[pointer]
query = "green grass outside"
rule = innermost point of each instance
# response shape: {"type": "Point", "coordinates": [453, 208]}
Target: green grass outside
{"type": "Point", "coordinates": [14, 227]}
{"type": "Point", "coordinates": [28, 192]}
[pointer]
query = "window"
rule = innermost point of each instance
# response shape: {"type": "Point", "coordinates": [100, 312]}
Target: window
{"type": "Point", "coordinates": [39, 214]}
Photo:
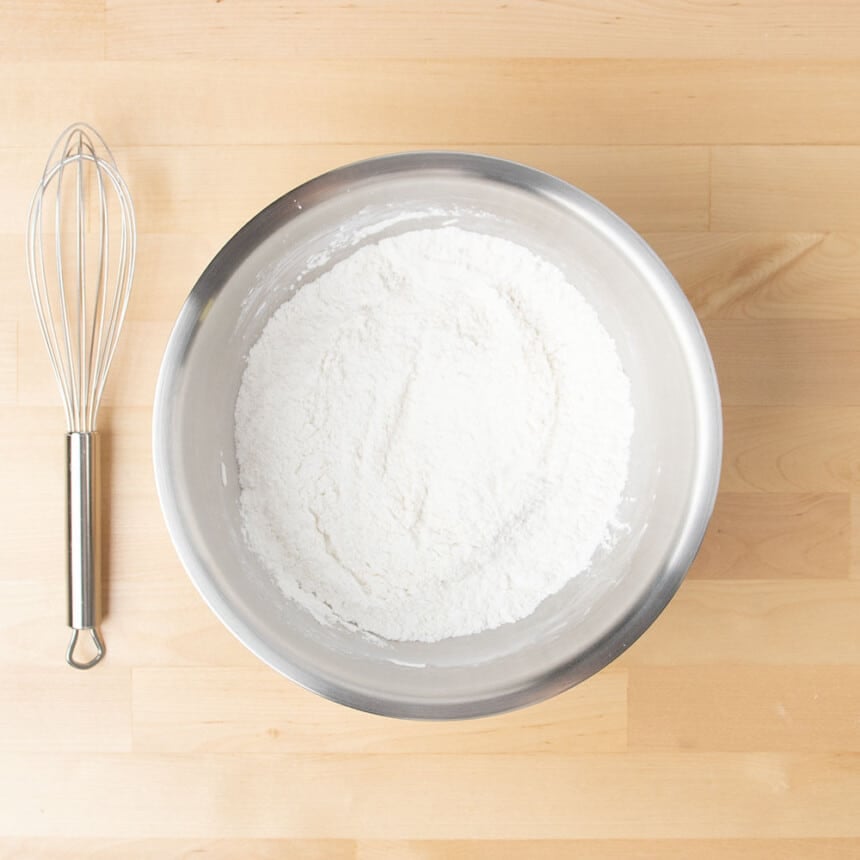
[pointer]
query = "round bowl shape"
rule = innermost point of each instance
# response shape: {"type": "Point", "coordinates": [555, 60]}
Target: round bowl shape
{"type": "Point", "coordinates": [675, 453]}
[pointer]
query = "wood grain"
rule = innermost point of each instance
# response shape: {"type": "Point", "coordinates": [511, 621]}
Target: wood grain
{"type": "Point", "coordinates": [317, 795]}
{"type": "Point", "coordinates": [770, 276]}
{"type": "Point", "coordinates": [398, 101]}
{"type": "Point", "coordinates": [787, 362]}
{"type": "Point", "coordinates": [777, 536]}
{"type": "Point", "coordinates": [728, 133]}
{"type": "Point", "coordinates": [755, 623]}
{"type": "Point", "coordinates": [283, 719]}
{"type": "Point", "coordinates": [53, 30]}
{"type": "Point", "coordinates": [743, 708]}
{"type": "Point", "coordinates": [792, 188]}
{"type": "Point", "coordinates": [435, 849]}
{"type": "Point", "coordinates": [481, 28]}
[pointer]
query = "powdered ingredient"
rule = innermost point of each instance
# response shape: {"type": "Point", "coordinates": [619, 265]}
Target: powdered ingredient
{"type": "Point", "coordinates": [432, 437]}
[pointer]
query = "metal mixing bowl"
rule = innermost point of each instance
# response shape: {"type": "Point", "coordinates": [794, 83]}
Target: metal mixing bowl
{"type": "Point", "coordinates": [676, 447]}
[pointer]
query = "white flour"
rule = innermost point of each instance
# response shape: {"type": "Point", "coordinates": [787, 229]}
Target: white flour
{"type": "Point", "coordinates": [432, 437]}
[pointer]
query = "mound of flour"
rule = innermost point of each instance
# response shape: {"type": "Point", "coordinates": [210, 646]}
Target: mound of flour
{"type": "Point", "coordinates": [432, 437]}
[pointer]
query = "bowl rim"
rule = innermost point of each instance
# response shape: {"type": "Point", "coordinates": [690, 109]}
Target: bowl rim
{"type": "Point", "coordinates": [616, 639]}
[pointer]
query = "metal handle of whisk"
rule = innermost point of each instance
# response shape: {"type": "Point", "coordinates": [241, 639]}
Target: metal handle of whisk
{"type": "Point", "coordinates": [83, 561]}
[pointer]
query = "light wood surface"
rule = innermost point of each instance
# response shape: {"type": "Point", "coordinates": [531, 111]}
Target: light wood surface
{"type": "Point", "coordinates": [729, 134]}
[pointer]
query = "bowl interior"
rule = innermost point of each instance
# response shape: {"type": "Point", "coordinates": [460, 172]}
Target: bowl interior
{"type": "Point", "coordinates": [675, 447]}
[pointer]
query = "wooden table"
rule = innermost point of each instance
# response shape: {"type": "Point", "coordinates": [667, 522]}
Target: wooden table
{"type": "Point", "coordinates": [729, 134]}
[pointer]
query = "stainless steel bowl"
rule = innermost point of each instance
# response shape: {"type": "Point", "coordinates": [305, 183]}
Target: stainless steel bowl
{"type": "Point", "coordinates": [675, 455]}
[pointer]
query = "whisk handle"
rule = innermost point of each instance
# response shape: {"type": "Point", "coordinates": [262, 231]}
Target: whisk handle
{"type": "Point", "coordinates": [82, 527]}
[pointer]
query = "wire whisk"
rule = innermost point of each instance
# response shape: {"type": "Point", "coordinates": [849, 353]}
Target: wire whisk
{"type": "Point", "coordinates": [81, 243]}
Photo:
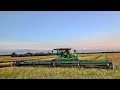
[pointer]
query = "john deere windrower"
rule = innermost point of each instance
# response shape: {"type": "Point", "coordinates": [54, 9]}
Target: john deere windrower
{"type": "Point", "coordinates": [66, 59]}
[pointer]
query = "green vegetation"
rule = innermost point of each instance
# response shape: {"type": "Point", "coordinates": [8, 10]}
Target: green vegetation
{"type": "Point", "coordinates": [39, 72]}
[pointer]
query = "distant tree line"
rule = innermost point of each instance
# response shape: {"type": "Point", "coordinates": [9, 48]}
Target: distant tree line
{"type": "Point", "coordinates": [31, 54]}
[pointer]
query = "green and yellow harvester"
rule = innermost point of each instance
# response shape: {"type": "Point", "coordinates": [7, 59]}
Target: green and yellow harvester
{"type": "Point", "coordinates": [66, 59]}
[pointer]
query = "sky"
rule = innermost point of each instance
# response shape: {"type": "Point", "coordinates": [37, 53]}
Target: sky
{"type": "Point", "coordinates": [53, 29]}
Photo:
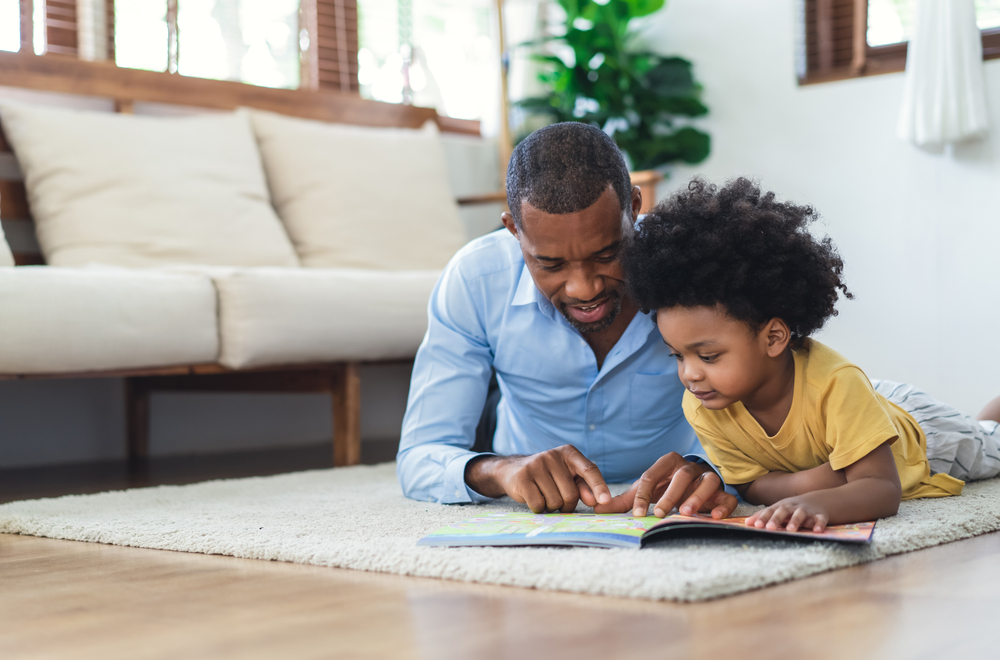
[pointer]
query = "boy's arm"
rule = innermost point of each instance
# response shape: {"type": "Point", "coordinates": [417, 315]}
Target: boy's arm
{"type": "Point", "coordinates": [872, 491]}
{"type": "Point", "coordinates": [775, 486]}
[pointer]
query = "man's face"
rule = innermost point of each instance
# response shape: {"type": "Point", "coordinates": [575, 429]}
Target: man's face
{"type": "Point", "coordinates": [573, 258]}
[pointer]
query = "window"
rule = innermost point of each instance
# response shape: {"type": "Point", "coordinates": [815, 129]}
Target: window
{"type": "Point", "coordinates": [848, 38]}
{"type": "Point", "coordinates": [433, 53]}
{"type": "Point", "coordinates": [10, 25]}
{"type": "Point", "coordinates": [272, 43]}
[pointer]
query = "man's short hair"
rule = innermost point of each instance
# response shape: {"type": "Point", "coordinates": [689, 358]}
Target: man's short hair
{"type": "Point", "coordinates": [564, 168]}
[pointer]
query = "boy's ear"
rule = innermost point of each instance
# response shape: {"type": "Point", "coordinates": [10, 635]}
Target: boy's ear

• • • •

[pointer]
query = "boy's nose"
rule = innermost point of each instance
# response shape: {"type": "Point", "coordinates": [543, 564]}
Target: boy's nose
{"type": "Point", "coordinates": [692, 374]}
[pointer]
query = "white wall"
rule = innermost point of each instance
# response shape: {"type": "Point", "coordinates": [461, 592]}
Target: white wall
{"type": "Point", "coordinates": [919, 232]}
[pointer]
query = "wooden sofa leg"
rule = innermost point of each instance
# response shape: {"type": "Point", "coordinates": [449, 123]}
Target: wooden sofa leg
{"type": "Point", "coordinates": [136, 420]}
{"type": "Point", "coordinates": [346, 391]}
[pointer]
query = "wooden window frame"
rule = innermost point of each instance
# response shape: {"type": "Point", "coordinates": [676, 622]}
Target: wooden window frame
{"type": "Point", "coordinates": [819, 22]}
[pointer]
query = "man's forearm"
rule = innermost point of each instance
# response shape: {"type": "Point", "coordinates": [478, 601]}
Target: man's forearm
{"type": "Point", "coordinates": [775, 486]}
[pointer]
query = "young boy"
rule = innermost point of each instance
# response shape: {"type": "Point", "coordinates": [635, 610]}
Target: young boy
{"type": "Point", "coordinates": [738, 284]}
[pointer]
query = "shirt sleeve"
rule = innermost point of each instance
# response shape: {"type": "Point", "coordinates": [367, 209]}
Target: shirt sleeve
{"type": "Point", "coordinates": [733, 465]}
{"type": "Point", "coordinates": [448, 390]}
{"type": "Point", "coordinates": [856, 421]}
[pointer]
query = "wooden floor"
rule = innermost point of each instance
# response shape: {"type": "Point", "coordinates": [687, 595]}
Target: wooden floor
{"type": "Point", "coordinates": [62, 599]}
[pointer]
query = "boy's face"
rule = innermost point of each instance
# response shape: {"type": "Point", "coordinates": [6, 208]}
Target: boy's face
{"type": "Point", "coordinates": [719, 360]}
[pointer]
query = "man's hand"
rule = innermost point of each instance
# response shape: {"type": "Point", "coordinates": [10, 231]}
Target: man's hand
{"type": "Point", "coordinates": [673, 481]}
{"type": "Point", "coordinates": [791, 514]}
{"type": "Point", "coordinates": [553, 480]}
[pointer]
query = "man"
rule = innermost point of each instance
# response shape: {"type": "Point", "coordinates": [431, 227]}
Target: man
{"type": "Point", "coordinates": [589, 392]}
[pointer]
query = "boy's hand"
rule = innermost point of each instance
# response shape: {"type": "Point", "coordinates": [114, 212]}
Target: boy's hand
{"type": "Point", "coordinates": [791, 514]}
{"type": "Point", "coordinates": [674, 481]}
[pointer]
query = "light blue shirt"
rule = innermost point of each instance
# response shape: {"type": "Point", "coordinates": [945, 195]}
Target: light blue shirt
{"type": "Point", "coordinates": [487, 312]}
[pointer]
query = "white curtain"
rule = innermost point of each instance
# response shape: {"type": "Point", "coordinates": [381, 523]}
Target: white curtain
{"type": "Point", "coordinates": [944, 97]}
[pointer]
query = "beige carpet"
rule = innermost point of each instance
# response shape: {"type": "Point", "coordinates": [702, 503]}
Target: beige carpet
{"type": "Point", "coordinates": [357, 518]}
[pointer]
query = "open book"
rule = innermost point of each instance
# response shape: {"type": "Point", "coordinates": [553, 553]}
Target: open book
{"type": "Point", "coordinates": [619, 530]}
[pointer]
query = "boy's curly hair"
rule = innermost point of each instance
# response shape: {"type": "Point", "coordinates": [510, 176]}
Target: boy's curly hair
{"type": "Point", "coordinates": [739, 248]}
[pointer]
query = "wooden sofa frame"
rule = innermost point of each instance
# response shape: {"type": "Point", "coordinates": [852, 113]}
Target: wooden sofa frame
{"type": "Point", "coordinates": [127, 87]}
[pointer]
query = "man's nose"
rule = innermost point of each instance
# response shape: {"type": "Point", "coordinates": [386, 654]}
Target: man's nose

• • • •

§ **Direction**
Gather every line in the rows above that contains the word "nose".

§ **Solution to this problem**
query = "boy's nose"
Target: boy's nose
query = "man's nose"
Target: man's nose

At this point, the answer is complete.